• WORK ITEM
The whole listing is to be given again without alteration, except that its pictures are dropped.
■ ■ ■ ■ ■
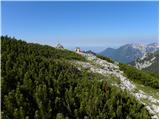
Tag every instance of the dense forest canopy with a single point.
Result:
(143, 77)
(38, 82)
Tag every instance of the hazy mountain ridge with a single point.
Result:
(45, 82)
(149, 61)
(129, 52)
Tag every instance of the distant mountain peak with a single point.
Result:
(130, 52)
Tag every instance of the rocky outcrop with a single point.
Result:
(103, 67)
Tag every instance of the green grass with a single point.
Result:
(149, 90)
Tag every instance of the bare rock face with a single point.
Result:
(103, 67)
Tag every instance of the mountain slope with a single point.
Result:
(44, 82)
(149, 62)
(147, 95)
(129, 52)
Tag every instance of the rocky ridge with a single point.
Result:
(97, 65)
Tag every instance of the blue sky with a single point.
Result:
(84, 24)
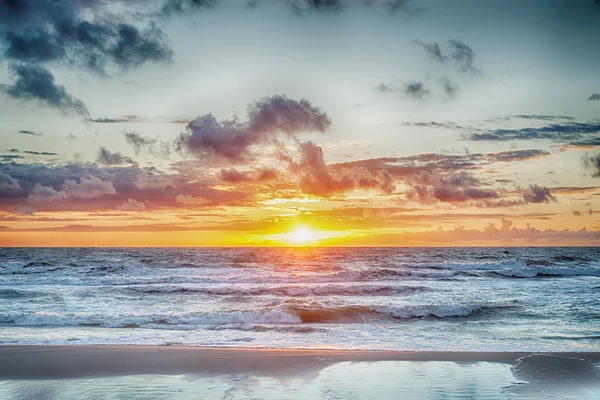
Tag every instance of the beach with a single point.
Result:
(323, 323)
(165, 372)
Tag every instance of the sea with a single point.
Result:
(415, 299)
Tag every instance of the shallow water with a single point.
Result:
(383, 380)
(500, 299)
(348, 380)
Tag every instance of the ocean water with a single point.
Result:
(447, 299)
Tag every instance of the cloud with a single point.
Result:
(74, 32)
(39, 153)
(106, 157)
(316, 177)
(518, 155)
(77, 32)
(538, 194)
(557, 132)
(431, 187)
(188, 200)
(592, 161)
(302, 6)
(148, 181)
(539, 117)
(132, 205)
(232, 175)
(10, 157)
(24, 132)
(449, 87)
(88, 187)
(433, 50)
(124, 119)
(37, 83)
(419, 90)
(414, 89)
(463, 56)
(8, 183)
(268, 119)
(460, 54)
(186, 6)
(106, 187)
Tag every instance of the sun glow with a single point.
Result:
(302, 235)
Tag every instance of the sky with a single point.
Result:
(299, 122)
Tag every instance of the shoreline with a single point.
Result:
(30, 362)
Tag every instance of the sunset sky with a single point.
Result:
(299, 122)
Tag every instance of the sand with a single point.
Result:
(146, 372)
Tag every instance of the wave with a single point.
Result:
(283, 315)
(18, 294)
(533, 272)
(287, 291)
(521, 268)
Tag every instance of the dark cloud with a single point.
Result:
(8, 183)
(186, 6)
(106, 157)
(517, 155)
(91, 187)
(539, 117)
(10, 157)
(417, 90)
(459, 53)
(449, 87)
(537, 194)
(463, 55)
(268, 119)
(302, 6)
(592, 161)
(570, 131)
(77, 32)
(431, 187)
(30, 133)
(433, 50)
(34, 82)
(385, 88)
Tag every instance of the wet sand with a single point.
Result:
(131, 372)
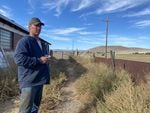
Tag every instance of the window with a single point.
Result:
(5, 39)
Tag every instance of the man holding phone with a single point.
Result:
(32, 58)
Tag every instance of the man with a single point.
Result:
(31, 56)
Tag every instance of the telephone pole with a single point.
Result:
(107, 21)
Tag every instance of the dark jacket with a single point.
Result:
(30, 71)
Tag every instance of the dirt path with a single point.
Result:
(70, 103)
(11, 106)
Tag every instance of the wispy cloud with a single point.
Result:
(140, 13)
(82, 4)
(5, 10)
(66, 31)
(110, 6)
(143, 23)
(57, 5)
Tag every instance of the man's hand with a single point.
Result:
(44, 59)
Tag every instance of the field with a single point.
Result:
(134, 57)
(79, 85)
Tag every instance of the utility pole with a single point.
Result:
(73, 47)
(107, 21)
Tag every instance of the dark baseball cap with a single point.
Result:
(35, 21)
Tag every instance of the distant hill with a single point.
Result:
(119, 49)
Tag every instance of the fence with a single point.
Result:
(137, 69)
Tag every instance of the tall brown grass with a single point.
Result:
(111, 92)
(8, 81)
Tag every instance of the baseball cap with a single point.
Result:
(35, 21)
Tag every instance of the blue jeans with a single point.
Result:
(30, 99)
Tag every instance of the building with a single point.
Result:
(10, 33)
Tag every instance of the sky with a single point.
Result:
(81, 24)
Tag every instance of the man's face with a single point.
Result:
(35, 29)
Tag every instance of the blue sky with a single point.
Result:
(81, 24)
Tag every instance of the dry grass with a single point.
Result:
(112, 92)
(8, 81)
(134, 57)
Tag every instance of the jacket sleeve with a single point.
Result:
(22, 57)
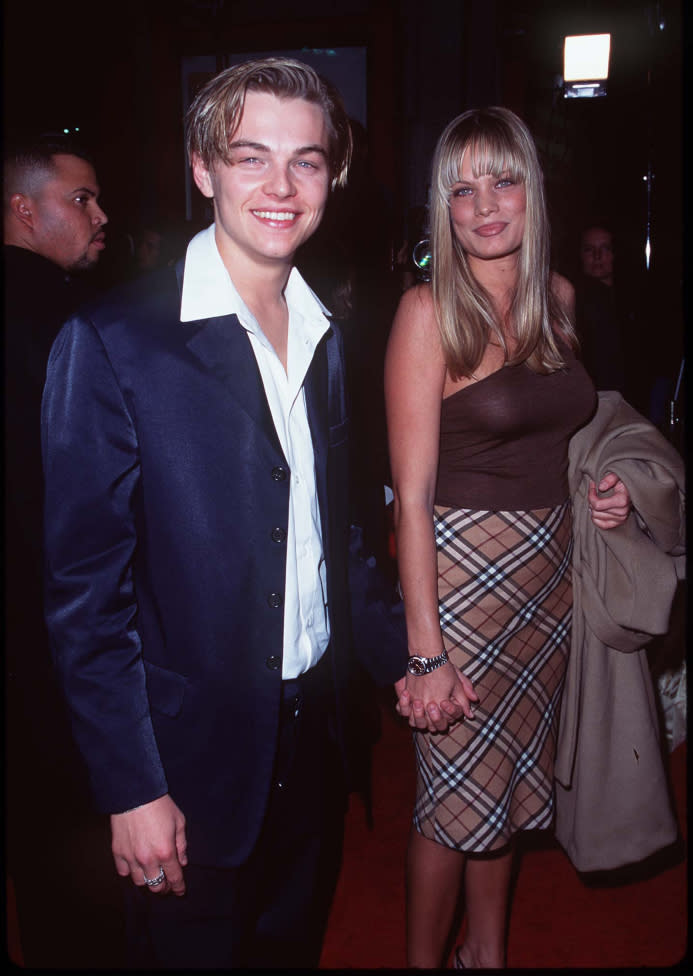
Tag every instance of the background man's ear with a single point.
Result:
(203, 180)
(22, 208)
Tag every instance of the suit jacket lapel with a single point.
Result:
(222, 346)
(318, 418)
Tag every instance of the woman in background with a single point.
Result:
(483, 392)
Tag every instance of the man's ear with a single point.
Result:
(22, 208)
(201, 175)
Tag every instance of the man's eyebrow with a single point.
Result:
(260, 147)
(247, 144)
(302, 150)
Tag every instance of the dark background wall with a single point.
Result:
(114, 70)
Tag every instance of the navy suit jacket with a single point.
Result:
(167, 497)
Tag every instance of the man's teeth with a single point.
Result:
(271, 215)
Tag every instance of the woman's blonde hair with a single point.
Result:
(498, 143)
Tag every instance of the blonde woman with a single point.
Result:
(483, 393)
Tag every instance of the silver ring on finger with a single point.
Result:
(155, 882)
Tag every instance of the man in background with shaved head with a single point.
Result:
(53, 231)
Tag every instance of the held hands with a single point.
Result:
(148, 840)
(610, 510)
(437, 700)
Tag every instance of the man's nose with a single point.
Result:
(279, 182)
(98, 216)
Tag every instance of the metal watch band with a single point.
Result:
(418, 665)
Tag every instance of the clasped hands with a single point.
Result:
(608, 511)
(436, 701)
(148, 840)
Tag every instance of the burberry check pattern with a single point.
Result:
(505, 599)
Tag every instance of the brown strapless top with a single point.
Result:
(504, 439)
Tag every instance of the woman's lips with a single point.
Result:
(490, 230)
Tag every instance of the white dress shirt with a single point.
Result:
(208, 292)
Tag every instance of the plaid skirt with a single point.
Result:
(505, 601)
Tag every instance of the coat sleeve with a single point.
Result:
(92, 471)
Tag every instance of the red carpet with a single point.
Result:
(560, 919)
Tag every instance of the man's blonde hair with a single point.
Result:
(215, 113)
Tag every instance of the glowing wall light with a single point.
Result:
(586, 65)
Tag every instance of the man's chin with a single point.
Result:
(85, 263)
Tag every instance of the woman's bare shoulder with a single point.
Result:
(562, 289)
(415, 327)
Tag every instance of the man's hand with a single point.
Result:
(437, 700)
(610, 510)
(149, 839)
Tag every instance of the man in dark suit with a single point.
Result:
(53, 232)
(195, 452)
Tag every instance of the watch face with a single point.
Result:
(416, 666)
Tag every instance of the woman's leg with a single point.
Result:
(487, 887)
(434, 875)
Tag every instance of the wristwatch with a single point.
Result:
(418, 665)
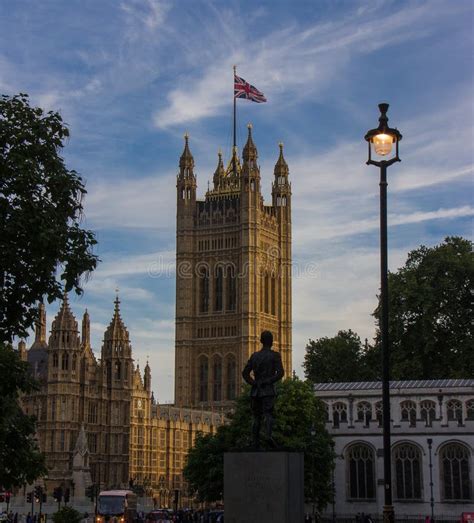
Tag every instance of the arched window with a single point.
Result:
(231, 377)
(455, 473)
(361, 473)
(428, 412)
(339, 413)
(203, 378)
(407, 460)
(267, 293)
(219, 289)
(364, 412)
(454, 408)
(231, 290)
(118, 369)
(379, 413)
(204, 290)
(470, 409)
(217, 378)
(408, 412)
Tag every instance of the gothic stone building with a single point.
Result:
(233, 275)
(129, 436)
(432, 447)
■ ■ ■ ■ ■
• TASK RESULT
Tag every instance of the dense forest canopy with a single point.
Result:
(143, 77)
(38, 82)
Tag every instance of the hazy mountain ridge with a single point.
Result:
(45, 82)
(149, 61)
(129, 52)
Tag every instance of the distant mountain peak with a single point.
Result:
(130, 52)
Tag every instance of the rocky outcrop with a single point.
Result:
(103, 67)
Tag every instance of the green grass with a single point.
Result:
(149, 90)
Tag every instance of the bare rock face with a single point.
Result:
(103, 67)
Tag every instance of the mountain slope with a single point.
Result:
(44, 82)
(149, 62)
(147, 95)
(129, 52)
Tag every instance of the rocky ridge with a single point.
Result:
(97, 65)
Tag every instance of the blue sky with a single point.
Result:
(84, 24)
Tag every instance of the beach with a single point.
Result:
(323, 323)
(165, 372)
Tag every instance of the sea with a single point.
Result:
(415, 299)
Tag every instance of the shallow water with a single point.
Result:
(383, 380)
(500, 299)
(348, 380)
Tag every instance of the ocean water with a single point.
Result:
(447, 299)
Tag every instance of the cloud with a single point.
Result:
(74, 32)
(39, 153)
(106, 157)
(316, 177)
(518, 155)
(77, 32)
(538, 194)
(557, 132)
(431, 187)
(188, 200)
(592, 161)
(302, 6)
(148, 181)
(539, 117)
(132, 205)
(232, 175)
(10, 157)
(24, 132)
(449, 87)
(88, 187)
(433, 50)
(124, 119)
(37, 83)
(419, 90)
(414, 89)
(463, 56)
(8, 183)
(268, 119)
(460, 54)
(186, 6)
(106, 187)
Tag every instance of the sun glow with a single point.
Result:
(302, 235)
Tag every instance of the sky with a single point.
Result:
(299, 122)
Tag every instance of the shoreline with a single point.
Result:
(30, 362)
Tag every instance of the sunset sky with a single point.
Result:
(299, 122)
Tag every instance of the sand with a single point.
Result:
(146, 372)
Tag every instance of the wave with a single point.
Result:
(283, 315)
(18, 294)
(533, 272)
(287, 291)
(521, 268)
Tag every instance of the dark cloud with a single point.
Result:
(8, 183)
(186, 6)
(106, 157)
(517, 155)
(91, 187)
(539, 117)
(10, 157)
(417, 90)
(459, 53)
(449, 87)
(537, 194)
(463, 55)
(268, 119)
(302, 6)
(592, 161)
(570, 131)
(77, 32)
(431, 187)
(30, 133)
(433, 50)
(34, 82)
(385, 88)
Tag every instance of the wet sand with a single point.
Result:
(131, 372)
Tag every instance of the window with a single point.
Result:
(5, 39)
Tag every instance of the man holding phone with a single point.
Result:
(32, 58)
Tag every instance of the man with a single point.
Result:
(31, 56)
Tag every instance of the telephone pole with a single point.
Result:
(107, 21)
Tag every instance of the dark jacket with a single point.
Result:
(30, 71)
Tag every instance of the dirt path with a single point.
Result:
(70, 103)
(11, 106)
Tag every instance of the wispy cloud with a single point.
Result:
(140, 13)
(82, 4)
(5, 10)
(66, 31)
(110, 6)
(143, 23)
(57, 5)
Tag every instance of the man's hand with a single point.
Result:
(44, 59)
Tag every instance of the field with a single point.
Result:
(134, 57)
(79, 85)
Tag every instance of the utility pole with a single point.
Result:
(73, 47)
(107, 21)
Tag every instance of the dark baseball cap with a single point.
Result:
(35, 21)
Tag every instance of the distant hill with a single point.
Result:
(119, 49)
Tag every instance of the fence with a single point.
Result:
(137, 69)
Tag every instance of the tall brown grass with a single point.
Result:
(111, 92)
(8, 81)
Tag every instance of the baseball cap with a single point.
Result:
(35, 21)
Tag every instance of the blue jeans with a single point.
Result:
(30, 99)
Tag every instance of the building with a single point.
Result:
(10, 33)
Tag every instance of the sky with a single point.
Result:
(81, 24)
Tag every instance of the man's face with a single point.
Result:
(35, 29)
Tag every instance of the blue sky with a single point.
Result:
(81, 24)
Tag every instance of the dry grass with a single point.
Result:
(112, 92)
(8, 81)
(134, 57)
Tag every instance of the jacket sleeve with a single point.
Result:
(22, 57)
Tag every instance of the background man's ear with a single point.
Result:
(203, 180)
(22, 208)
Tag every instance of the suit jacket lapel with a single point.
Result:
(222, 346)
(318, 418)
Tag every instance of the woman in background with a single point.
Result:
(483, 392)
Tag every instance of the man's ear with a single point.
Result:
(22, 208)
(201, 175)
Tag every instance of the man's eyebrow with a single point.
Result:
(260, 147)
(247, 144)
(302, 150)
Tag every instance of the dark background wall with a single point.
Result:
(114, 70)
Tag every instance of the navy suit jacket with a single point.
Result:
(167, 497)
Tag every instance of the man's teeth with a single point.
Result:
(271, 215)
Tag every instance of the woman's blonde hair with a single point.
Result:
(498, 143)
Tag every instance of the blonde woman with a single point.
Result:
(483, 393)
Tag every instance of the silver ring on finger with a single point.
Result:
(155, 882)
Tag every instance of the man in background with shaved head with a single point.
Result:
(53, 231)
Tag every instance of the held hands with a single point.
Result:
(148, 840)
(610, 510)
(437, 700)
Tag every instance of the man's nose with a single point.
Result:
(279, 182)
(98, 216)
Tag every instance of the metal watch band with a single point.
Result:
(418, 665)
Tag every instance of the clasped hands with a single point.
Result:
(608, 511)
(436, 701)
(148, 840)
Tag every instance of the burberry check pattern with a single point.
Result:
(505, 599)
Tag every instance of the brown strapless top with a single point.
Result:
(504, 439)
Tag every instance of the woman's lips with a single point.
Result:
(490, 230)
Tag every instance of the white dress shirt with a single point.
Result:
(208, 292)
Tag every instance of the plaid skirt with a single point.
Result:
(505, 601)
Tag every instance of the coat sleeve with a single point.
Result:
(92, 471)
Tag every instance of the red carpet with a single point.
Result:
(560, 919)
Tag every instance of the man's blonde hair with a single point.
Result:
(215, 113)
Tag every instance of the glowing wall light with a single point.
Result:
(586, 65)
Tag every instance of the man's chin with a single point.
Result:
(85, 263)
Tag every instance of the woman's bare shoulder with a single point.
Result:
(562, 289)
(415, 327)
Tag every instance of the man's hand with a single point.
Result:
(437, 700)
(610, 510)
(149, 839)
Tag every instance of the man in dark suit with a single point.
Result:
(53, 232)
(195, 452)
Tag every instance of the watch face with a single point.
Result:
(416, 666)
Tag every instance of the woman's leg with a single point.
Result:
(487, 887)
(434, 875)
Tag every instance of the wristwatch with a single point.
Result:
(418, 665)
Tag every instance of the arched window with a single point.
Result:
(231, 377)
(455, 473)
(361, 473)
(428, 412)
(339, 413)
(203, 378)
(407, 460)
(267, 293)
(219, 289)
(364, 412)
(454, 408)
(231, 290)
(118, 369)
(379, 413)
(204, 290)
(470, 409)
(217, 378)
(408, 412)
Tag every instance of the gothic stone building with a single point.
Result:
(233, 275)
(129, 436)
(432, 447)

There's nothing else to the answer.